As someone invested in cryptocurrencies, you probably follow the crypto markets fairly carefully, you’ve seen quite a rollercoaster ride over the past couple of years.

If you bought in at the right time, you saw your crypto holdings gain tremendously. If you caught the market at a peak, you might be underwater. Most recent crypto investors are somewhere in the middle.

Investing in cryptocurrency can seem daunting, regardless of whether you’re a more active trader or a HODLer. The market is often unpredictable, and trading by gut instinct is often nothing more than a roll of the dice.

To achieve consistent success investing in crypto, it’s necessary to have a strategy, as well as the discipline to follow through with the principles you’ve established.

If that strategy is long-term investing, that’s fine. You’ll need to keep your nerve through the inevitable downturns that the market takes.

More active short and middle-term investing can be profitable in the crypto market too. One of the most powerful strategies for investing in crypto involves the use of Technical Analysis, often shortened to TA.

What is Technical Analysis?

Technical Analysis refers to the use of mathematics and historical data to isolate and identify trends in the market. TA isn’t new to the cryptocurrency world, having been a tool in investors’ belts in many diverse financial markets. The same principles that have made TA successful in other trading arenas make it a suitable tactic for crypto investing.

The nuts and bolts of TA are rooted in mathematical formulas. To become an expert in TA involves immersing yourself and mastering the underlying math. We don’t recommend plunging in that deeply at first, however.

Data listing |

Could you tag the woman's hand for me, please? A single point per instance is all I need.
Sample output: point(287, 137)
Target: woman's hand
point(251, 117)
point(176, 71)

Instruction 1 |
Answer these from the article on technical analysis for crypto investing:
(a) What short form of "Technical Analysis" does the article give?
(b) According to the article, what will long-term investors need to do?
(c) What two things does Technical Analysis use to identify trends in the market?
Instruction 2 | From the article on technical analysis for crypto investing, pull out the passage starting with "More active short" and going on through "for crypto investing.", copied word for word.
Instruction 3 | Write the next part of the article on technical analysis for crypto investing, picking up after its last sentence.

Written response 1 |
(a) TA
(b) Keep their nerve through the inevitable downturns that the market takes.
(c) Mathematics and historical data.

Written response 2 |
More active short and middle-term investing can be profitable in the crypto market too. One of the most powerful strategies for investing in crypto involves the use of Technical Analysis, often shortened to TA.

What is Technical Analysis?

Technical Analysis refers to the use of mathematics and historical data to isolate and identify trends in the market. TA isn’t new to the cryptocurrency world, having been a tool in investors’ belts in many diverse financial markets. The same principles that have made TA successful in other trading arenas make it a suitable tactic for crypto investing.

Written response 3 |
It’s possible to implement TA-based investing strategies without being intimately familiar with how all the indicators, overlays and oscillators are calculated. There are a number of powerful tools available which can help you generate those measures. However, in order to succeed, you must understand the principles of Technical Analysis and how to interpret the indicators.

The Core Principles of Technical Analysis

There are two basic kinds of trading when it comes to a commodity like crypto: Technical Analysis and Fundamental Analysis. The two have polar opposite approaches and are concerned with very different things.

Fundamental Analysis attempts to identify situations where a coin or token is either overvalued or undervalued. A proponent of Fundamental Analysis may use mathematics as part of their approach, but qualitative analysis is often a big factor.

TA, on the other hand, is concerned exclusively with what the numbers are indicating. Rather than trying to figure out the ‘whys’, TA asserts that when ‘x’ happens, this is a sign that ‘y’ is going to happen in the future.

Technical Analysis operates under the core assumption that the price of a given coin or token has all market information already baked into the price.

Expectations of future losses and gains, optimism or pessimism over the future of the coin and its underlying technology, etc – All go into the overall market willingness to buy and sell at a certain price.

Further, Technical Analysis asserts that history is a predictor of the future. In other words, that the market as a whole (and individual investors, on a smaller scale) react in predictable ways. When presented with a set of stimuli, the same reaction usually occurs.

Critics of Technical Analysis are unsettled by the fact that it’s not ‘curious’ as to the reasons why things are happening. For example, a plunge in the market on one day might be due to a report of a major security breach at a popular exchange. The market might plunge on another day because of rumors of a major government considering a crackdown on crypto trading.

To the Fundamental Analysis investor, those are extremely different situations, calling for disparate methods of analysis. But to the TA investor, all that matters are exactly how the price and volume of trading change over time. If the market dropped in exactly the same way each time, the TA investor will treat those situations as equivalent.

The reason TA works is that reactions are predictable, even when outwardly the circumstances might seem different from historical examples.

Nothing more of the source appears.